====== MATERIAL PROVIDED

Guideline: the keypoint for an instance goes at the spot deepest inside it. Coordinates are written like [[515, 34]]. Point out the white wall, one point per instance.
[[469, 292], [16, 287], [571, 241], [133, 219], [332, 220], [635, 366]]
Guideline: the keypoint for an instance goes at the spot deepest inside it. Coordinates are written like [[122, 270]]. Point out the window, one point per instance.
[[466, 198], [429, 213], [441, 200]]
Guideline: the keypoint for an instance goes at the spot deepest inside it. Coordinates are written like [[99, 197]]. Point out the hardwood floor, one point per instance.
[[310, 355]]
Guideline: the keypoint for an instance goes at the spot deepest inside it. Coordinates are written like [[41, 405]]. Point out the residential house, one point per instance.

============

WORK ITEM
An exact reproduction of all the entries above is required.

EXERCISE OUTPUT
Guideline: the keypoint for an instance goes at the spot deepest inside it. Coordinates are written like [[515, 34]]. Point out the white wall, one point per instance.
[[469, 292], [16, 287], [571, 241], [133, 219], [332, 220], [635, 366]]
Guideline: the keypoint for an instance goes at the spot deepest inside it. Coordinates are written like [[122, 270]]. Point out the window, one point per instance.
[[466, 198], [429, 213], [441, 200]]
Guideline: the keypoint for an instance goes at the spot deepest inside it. Coordinates are written like [[99, 197]]. Point out the hardwood floor, one point per instance.
[[310, 355]]
Guideline: the keypoint for an instance goes at the spot deepest inside it. Coordinates are written like [[41, 405]]. Point out the residential house, one point per instance.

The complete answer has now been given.